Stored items
[BEGIN]
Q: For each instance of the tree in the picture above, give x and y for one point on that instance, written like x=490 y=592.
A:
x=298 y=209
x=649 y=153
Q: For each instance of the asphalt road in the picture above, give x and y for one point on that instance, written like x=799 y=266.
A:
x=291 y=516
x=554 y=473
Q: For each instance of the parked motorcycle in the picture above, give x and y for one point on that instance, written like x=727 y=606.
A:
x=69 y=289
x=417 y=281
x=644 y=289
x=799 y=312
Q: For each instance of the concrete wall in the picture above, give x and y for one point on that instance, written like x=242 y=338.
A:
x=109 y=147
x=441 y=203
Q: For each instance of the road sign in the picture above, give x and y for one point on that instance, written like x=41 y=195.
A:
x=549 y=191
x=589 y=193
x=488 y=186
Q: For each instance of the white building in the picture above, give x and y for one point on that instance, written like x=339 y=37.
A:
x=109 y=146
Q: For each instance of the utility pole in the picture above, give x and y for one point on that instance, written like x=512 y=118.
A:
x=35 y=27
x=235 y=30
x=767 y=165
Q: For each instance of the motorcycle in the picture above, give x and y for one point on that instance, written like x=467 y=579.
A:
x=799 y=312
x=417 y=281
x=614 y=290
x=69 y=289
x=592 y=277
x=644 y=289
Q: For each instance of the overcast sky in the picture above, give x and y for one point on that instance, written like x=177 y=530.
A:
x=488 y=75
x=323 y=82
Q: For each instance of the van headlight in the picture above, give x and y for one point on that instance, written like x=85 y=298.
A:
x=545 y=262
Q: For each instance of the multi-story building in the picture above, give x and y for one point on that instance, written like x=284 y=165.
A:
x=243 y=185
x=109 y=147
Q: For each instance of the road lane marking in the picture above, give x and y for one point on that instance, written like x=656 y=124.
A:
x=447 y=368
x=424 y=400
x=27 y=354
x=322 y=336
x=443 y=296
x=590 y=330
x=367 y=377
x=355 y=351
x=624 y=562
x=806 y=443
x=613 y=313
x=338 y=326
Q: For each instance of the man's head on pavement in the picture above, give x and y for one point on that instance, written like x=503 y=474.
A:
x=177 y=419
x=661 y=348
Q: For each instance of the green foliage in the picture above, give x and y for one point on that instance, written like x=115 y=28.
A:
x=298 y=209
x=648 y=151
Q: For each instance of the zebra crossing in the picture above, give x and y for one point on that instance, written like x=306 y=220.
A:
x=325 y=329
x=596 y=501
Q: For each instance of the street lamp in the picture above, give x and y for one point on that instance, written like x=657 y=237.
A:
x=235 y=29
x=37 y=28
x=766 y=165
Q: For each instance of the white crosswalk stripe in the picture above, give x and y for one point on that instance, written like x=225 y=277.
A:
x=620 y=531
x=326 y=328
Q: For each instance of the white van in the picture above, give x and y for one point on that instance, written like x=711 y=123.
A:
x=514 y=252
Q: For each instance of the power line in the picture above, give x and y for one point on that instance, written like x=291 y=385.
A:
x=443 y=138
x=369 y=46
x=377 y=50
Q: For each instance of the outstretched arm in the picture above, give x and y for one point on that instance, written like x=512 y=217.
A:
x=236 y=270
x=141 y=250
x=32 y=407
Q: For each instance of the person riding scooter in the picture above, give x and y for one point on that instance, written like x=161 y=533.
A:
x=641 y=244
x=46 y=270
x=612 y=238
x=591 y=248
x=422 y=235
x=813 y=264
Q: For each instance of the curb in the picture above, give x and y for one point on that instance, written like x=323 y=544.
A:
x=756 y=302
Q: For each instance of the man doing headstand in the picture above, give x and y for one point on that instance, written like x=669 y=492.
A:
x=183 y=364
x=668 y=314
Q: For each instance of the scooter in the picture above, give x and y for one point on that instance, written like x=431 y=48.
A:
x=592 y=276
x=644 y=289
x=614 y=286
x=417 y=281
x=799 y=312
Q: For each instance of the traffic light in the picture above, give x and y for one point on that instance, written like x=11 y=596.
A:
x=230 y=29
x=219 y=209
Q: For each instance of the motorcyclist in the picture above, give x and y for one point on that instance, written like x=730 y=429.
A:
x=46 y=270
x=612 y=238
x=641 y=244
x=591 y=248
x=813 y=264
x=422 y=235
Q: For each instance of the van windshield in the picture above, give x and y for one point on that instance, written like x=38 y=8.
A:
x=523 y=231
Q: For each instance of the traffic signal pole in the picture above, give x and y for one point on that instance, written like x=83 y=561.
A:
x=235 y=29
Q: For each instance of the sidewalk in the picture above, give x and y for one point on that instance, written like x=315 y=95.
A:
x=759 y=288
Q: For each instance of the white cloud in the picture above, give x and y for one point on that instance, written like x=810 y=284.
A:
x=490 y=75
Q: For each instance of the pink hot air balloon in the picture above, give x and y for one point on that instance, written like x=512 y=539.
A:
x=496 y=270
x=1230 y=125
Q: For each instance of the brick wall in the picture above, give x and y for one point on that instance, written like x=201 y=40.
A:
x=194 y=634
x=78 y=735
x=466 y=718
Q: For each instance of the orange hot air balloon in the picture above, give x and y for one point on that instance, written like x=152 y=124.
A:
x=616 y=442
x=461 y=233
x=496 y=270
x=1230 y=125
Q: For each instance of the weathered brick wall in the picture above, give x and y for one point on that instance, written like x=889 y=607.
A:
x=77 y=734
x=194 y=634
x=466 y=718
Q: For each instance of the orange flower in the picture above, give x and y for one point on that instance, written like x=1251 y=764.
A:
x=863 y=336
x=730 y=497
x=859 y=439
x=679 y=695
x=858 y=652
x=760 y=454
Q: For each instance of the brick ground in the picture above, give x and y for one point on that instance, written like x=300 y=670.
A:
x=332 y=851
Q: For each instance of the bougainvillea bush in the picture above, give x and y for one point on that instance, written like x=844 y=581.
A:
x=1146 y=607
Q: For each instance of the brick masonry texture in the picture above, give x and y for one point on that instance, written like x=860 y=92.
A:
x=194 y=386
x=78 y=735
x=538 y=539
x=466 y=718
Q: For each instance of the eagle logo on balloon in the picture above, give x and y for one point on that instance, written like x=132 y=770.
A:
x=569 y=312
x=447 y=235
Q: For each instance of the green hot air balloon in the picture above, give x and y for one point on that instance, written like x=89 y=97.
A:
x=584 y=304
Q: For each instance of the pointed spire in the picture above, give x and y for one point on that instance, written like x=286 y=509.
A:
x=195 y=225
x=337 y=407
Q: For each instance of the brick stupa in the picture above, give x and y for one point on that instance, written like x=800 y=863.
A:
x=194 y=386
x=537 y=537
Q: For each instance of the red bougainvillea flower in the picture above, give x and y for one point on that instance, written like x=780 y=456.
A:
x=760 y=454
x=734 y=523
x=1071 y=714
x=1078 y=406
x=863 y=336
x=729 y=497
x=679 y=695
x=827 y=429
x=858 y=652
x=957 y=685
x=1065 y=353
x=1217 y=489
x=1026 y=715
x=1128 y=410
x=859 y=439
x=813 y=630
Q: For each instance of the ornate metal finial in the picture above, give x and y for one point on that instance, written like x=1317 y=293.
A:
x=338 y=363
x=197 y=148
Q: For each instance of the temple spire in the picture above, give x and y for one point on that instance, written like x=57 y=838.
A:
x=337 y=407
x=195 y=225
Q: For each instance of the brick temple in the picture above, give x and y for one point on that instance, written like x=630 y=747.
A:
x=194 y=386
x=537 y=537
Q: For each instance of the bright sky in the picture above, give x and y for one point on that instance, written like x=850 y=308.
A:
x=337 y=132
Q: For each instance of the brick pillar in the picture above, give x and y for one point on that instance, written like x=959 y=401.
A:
[END]
_The exercise_: Copy the rows from the line with "Q: For each instance of the road lane" up to and including the line with "x=661 y=348", requests included, and add 118 to every x and y coordinate in the answers. Leave the numbers in the requests and their format samples unchanged.

_Task answer_:
Q: For each instance of the road lane marking in the picture above, give x and y for one point on that instance, written like x=656 y=124.
A:
x=565 y=486
x=542 y=518
x=145 y=472
x=440 y=454
x=561 y=414
x=708 y=448
x=485 y=495
x=473 y=469
x=742 y=680
x=924 y=561
x=731 y=431
x=456 y=444
Q: For each instance of the man's head on pavement in the picture above, give x and y for one point on that instance, written like x=503 y=474.
A:
x=295 y=537
x=779 y=466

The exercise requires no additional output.